**Given entries**
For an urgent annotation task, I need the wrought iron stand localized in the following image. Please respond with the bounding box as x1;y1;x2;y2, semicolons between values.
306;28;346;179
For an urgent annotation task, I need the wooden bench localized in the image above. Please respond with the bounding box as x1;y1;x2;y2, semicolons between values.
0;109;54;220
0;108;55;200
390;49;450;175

...

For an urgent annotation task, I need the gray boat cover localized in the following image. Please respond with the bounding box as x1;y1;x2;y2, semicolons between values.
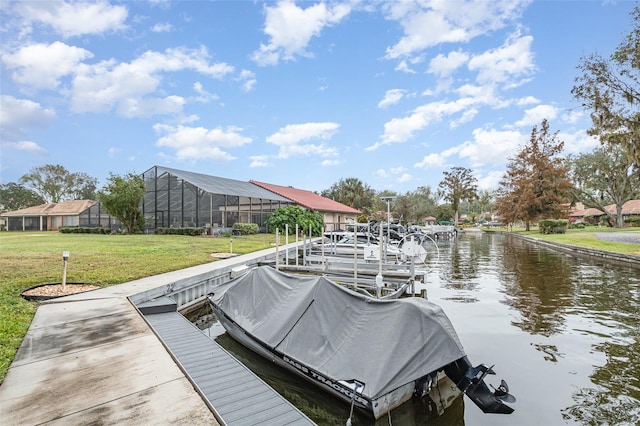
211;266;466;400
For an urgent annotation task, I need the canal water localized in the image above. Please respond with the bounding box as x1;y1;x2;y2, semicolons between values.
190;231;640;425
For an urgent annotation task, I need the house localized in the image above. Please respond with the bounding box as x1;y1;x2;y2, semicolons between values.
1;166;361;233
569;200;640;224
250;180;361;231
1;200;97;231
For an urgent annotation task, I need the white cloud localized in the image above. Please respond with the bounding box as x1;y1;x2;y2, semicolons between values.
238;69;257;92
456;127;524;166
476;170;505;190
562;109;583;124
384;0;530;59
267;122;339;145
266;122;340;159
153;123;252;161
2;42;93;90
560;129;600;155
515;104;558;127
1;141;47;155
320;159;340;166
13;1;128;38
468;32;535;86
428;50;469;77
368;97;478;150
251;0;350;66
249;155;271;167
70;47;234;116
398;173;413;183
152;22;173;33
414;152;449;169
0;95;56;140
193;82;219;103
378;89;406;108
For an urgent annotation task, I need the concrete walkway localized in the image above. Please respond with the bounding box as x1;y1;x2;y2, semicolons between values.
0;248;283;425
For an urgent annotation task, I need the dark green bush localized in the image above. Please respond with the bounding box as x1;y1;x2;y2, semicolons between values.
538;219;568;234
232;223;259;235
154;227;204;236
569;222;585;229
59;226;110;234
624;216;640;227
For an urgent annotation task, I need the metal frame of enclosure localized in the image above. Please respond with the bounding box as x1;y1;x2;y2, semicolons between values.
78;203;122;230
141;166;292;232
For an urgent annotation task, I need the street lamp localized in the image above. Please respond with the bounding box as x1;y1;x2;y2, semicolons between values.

**Instructions to follow**
Give back exactly the lines above starting at the line where "For an urgent annotation task, I need the concrete" appears and ending at the line where "For an urgent annotation task, I need the street" appears, both included, with no other lines.

**Answer space**
For an urgent annotation task, I need the concrete walkway localized in the image above. Please respond with the bounding box as x1;y1;x2;y2, semicolons between values.
0;248;283;425
For an urgent annotation task, I need the dark green bush localized in the image above. Please respond with the bounding box as x1;y1;x2;y2, semicolons between values.
538;219;568;234
232;223;259;235
154;227;204;236
569;222;585;229
59;226;110;234
624;216;640;227
For an urgent annotation task, I need the metal frame of enclosure localized in the image above. Please respond with the bounding box as x1;y1;x2;y2, semicolons between values.
78;203;122;230
141;166;292;232
For an urgent annotation task, I need the street lamp localized in the image above. Please respond with the bounding box as x1;y1;x2;y2, semicolons between values.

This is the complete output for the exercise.